### [Data listing]

───

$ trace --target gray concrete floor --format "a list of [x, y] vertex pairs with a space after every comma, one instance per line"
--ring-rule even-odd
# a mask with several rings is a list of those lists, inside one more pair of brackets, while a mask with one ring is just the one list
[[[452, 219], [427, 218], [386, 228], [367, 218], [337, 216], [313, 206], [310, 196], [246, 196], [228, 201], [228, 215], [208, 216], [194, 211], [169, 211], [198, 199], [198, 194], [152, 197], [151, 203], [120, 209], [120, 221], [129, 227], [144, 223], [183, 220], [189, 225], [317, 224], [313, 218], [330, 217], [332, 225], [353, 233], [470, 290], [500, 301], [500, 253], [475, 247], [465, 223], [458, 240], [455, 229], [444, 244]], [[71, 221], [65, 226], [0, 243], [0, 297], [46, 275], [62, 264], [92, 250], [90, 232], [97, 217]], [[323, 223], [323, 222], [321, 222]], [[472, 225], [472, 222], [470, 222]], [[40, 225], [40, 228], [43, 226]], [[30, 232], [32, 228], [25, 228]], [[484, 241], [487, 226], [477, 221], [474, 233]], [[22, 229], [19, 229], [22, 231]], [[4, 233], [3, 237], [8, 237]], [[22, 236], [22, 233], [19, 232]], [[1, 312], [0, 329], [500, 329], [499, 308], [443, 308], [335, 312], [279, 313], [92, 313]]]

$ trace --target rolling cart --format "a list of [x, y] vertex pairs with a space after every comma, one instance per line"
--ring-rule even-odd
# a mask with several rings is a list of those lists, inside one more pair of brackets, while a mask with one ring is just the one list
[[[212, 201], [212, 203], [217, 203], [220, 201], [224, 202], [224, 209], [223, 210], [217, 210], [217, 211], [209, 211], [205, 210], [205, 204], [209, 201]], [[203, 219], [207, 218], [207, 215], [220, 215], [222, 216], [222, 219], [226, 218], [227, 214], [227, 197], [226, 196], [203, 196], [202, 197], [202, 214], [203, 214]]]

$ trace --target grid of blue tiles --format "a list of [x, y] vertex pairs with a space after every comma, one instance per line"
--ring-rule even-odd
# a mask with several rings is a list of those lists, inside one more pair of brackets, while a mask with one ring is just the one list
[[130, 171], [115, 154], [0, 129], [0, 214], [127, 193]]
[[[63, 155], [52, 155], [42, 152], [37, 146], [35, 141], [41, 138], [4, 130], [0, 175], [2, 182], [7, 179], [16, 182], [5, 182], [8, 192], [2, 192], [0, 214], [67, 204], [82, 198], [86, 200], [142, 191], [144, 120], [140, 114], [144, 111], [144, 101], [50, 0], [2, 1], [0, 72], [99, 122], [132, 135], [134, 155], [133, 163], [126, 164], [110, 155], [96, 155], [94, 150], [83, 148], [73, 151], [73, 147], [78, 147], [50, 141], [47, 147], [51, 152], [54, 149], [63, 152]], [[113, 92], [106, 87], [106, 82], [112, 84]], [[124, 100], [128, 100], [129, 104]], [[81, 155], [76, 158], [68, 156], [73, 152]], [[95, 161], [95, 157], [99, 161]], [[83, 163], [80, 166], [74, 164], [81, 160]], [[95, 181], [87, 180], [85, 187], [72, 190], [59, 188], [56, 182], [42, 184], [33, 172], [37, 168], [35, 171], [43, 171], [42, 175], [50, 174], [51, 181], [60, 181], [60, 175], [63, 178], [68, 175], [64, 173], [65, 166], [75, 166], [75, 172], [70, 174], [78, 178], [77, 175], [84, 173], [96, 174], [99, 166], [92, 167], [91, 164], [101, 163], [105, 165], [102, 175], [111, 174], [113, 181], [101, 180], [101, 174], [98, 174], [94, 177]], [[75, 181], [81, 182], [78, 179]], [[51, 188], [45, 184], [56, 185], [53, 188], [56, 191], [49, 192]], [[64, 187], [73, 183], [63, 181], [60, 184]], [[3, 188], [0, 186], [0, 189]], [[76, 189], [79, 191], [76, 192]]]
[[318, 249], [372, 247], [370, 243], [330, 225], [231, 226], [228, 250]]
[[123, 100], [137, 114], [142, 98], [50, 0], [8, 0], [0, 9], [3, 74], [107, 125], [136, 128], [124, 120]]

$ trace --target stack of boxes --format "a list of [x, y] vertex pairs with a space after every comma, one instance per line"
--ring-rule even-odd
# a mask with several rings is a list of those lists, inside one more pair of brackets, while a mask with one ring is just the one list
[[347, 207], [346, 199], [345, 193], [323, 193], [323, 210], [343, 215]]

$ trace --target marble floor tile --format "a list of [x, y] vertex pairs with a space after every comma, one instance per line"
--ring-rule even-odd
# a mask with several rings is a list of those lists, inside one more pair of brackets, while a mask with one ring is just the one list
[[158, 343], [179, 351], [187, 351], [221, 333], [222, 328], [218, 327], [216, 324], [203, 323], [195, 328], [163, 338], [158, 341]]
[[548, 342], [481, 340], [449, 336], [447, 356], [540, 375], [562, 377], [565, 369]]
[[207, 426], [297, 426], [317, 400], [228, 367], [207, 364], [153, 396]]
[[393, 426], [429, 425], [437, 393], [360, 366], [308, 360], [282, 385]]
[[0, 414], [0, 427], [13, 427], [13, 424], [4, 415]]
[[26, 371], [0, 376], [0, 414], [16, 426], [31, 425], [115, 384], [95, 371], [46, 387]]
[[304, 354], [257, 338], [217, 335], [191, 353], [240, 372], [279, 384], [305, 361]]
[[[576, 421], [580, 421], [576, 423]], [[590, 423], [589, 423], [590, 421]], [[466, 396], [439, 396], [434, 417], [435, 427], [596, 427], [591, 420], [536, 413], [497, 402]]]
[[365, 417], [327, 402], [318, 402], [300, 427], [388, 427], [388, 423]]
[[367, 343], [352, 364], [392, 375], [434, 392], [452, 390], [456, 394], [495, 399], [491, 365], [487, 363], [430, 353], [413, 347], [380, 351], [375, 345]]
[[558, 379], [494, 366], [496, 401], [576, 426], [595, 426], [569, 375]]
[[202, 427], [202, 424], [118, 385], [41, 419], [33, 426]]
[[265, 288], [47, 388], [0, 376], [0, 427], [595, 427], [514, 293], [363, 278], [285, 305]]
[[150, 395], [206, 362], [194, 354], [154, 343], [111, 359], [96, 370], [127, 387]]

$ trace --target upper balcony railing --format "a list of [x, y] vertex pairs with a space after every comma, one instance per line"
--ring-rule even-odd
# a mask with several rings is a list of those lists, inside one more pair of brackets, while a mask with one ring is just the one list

───

### [TASK]
Put all the rows of the data listing above into a numbered list, leaving out the blank lines.

### [RESPONSE BELOW]
1. $ trace --target gray concrete floor --format "a list of [x, y] vertex pairs with a space after every comma, one instance per line"
2. --ring-rule even-odd
3. # a mask with several rings is a list of those lists, inside one more pair of brackets, while a mask with one ring is just the one list
4. [[[452, 219], [427, 218], [386, 228], [367, 218], [337, 216], [313, 206], [310, 196], [246, 196], [228, 201], [228, 215], [208, 216], [194, 211], [169, 211], [198, 199], [198, 194], [152, 197], [151, 203], [120, 209], [120, 221], [129, 227], [144, 223], [183, 220], [189, 225], [317, 224], [313, 218], [330, 217], [332, 225], [353, 233], [470, 290], [500, 301], [500, 253], [475, 247], [465, 223], [458, 240], [455, 229], [444, 244]], [[71, 221], [65, 226], [0, 243], [0, 297], [46, 275], [62, 264], [92, 250], [90, 232], [97, 217]], [[323, 223], [323, 222], [321, 222]], [[472, 225], [472, 222], [470, 222]], [[40, 225], [40, 228], [43, 226]], [[30, 232], [32, 228], [25, 228]], [[484, 241], [487, 226], [477, 221], [474, 233]], [[22, 229], [19, 229], [22, 231]], [[4, 233], [3, 237], [8, 237]], [[22, 236], [22, 233], [19, 232]], [[1, 312], [0, 329], [500, 329], [499, 308], [443, 308], [335, 312], [279, 313], [92, 313]]]
5. $ trace --target rolling cart --format "a list of [x, y] vertex pairs with a space after every comma, one instance per line"
6. --ring-rule even-odd
7. # a mask with several rings is a list of those lists, inside one more pair of brackets, while a mask with one ring is just the one list
8. [[[212, 201], [212, 203], [217, 203], [220, 201], [224, 202], [224, 209], [223, 210], [217, 210], [217, 211], [209, 211], [205, 210], [205, 204], [209, 201]], [[203, 219], [207, 218], [207, 215], [220, 215], [222, 216], [222, 219], [226, 218], [227, 214], [227, 197], [226, 196], [203, 196], [202, 197], [202, 214], [203, 214]]]
9. $ trace --target grid of blue tiles --format "a list of [x, y] vertex pairs with a space after every comma, one instance per line"
10. --ring-rule even-odd
11. # a mask with several rings is a list of those lists, inside one more pair of brackets, while a mask with one ring is just the one list
12. [[130, 171], [115, 154], [0, 129], [0, 214], [127, 193]]
13. [[[63, 155], [52, 155], [42, 152], [37, 146], [35, 141], [41, 138], [4, 130], [0, 175], [2, 182], [7, 179], [16, 182], [5, 182], [8, 192], [2, 192], [0, 214], [67, 204], [82, 198], [86, 200], [142, 191], [144, 120], [140, 114], [144, 111], [144, 101], [50, 0], [2, 1], [0, 72], [99, 122], [132, 135], [134, 155], [133, 163], [126, 164], [110, 155], [96, 155], [94, 150], [83, 148], [73, 151], [73, 147], [78, 147], [50, 141], [47, 147], [51, 152], [54, 149], [63, 152]], [[113, 92], [106, 87], [106, 82], [112, 84]], [[124, 100], [128, 100], [129, 104]], [[81, 155], [76, 158], [68, 156], [73, 152]], [[95, 161], [95, 157], [99, 161]], [[83, 163], [80, 166], [74, 164], [81, 160]], [[95, 181], [87, 180], [85, 187], [72, 190], [59, 188], [56, 182], [42, 184], [33, 172], [37, 168], [35, 171], [43, 171], [42, 175], [50, 174], [51, 181], [60, 181], [60, 175], [63, 178], [68, 175], [64, 173], [65, 166], [75, 166], [75, 172], [70, 174], [78, 178], [77, 175], [84, 173], [96, 174], [99, 166], [92, 167], [91, 164], [101, 163], [105, 165], [102, 175], [111, 174], [113, 181], [101, 180], [101, 174], [98, 174], [94, 177]], [[75, 181], [81, 182], [78, 179]], [[51, 188], [45, 184], [56, 185], [53, 188], [56, 191], [49, 192]], [[64, 187], [73, 183], [63, 181], [60, 184]], [[3, 188], [0, 186], [0, 189]], [[76, 189], [79, 191], [76, 192]]]
14. [[318, 249], [372, 247], [370, 243], [330, 225], [231, 226], [228, 250]]
15. [[123, 100], [137, 114], [142, 98], [50, 0], [8, 0], [0, 9], [3, 74], [107, 125], [136, 128], [124, 120]]
16. $ trace --target stack of boxes --format "a list of [x, y] vertex pairs with a space after every comma, one instance per line"
17. --ring-rule even-odd
18. # a mask with several rings is a list of those lists, inside one more pair of brackets, while a mask with one ring is just the one list
19. [[347, 207], [346, 199], [345, 193], [323, 193], [323, 210], [343, 215]]
20. $ trace --target marble floor tile --format "a list of [x, y] vertex pairs with a space after every comma, one instance per line"
21. --ring-rule even-odd
22. # a mask with several rings is a list of those lists, inside one more pair of brackets, while a mask with one ring is just the one list
23. [[158, 343], [179, 351], [187, 351], [221, 333], [222, 328], [218, 327], [216, 324], [203, 323], [195, 328], [163, 338], [158, 341]]
24. [[548, 342], [481, 340], [449, 336], [447, 356], [540, 375], [562, 377], [565, 369]]
25. [[207, 426], [297, 426], [317, 400], [228, 367], [207, 364], [153, 396]]
26. [[393, 426], [429, 425], [437, 393], [360, 366], [308, 360], [282, 385]]
27. [[0, 414], [0, 427], [13, 427], [13, 424], [4, 415]]
28. [[26, 371], [0, 376], [0, 414], [16, 426], [31, 425], [115, 384], [95, 371], [46, 387]]
29. [[304, 354], [257, 338], [217, 335], [191, 353], [240, 372], [279, 384], [305, 361]]
30. [[[576, 421], [580, 421], [576, 423]], [[590, 423], [589, 423], [590, 421]], [[466, 396], [439, 396], [434, 417], [435, 427], [596, 427], [591, 420], [536, 413], [497, 402]]]
31. [[365, 417], [327, 402], [318, 402], [300, 427], [388, 427], [388, 423]]
32. [[367, 343], [352, 364], [392, 375], [434, 392], [452, 390], [456, 394], [495, 399], [491, 365], [487, 363], [430, 353], [413, 347], [380, 351], [375, 345]]
33. [[558, 379], [494, 366], [496, 401], [576, 426], [595, 426], [569, 375]]
34. [[202, 427], [202, 424], [118, 385], [41, 419], [33, 426]]
35. [[265, 288], [47, 388], [0, 376], [0, 427], [595, 427], [514, 293], [363, 278], [285, 305]]
36. [[150, 395], [206, 362], [194, 354], [154, 343], [111, 359], [96, 370], [127, 387]]
37. $ trace --target upper balcony railing --format "a list of [x, y] vertex pairs with a space after every comma, one instance per line"
38. --ring-rule even-odd
39. # a mask with several rings is a list of those lists, inside one more pair of brackets, while a mask with one ring is just the one list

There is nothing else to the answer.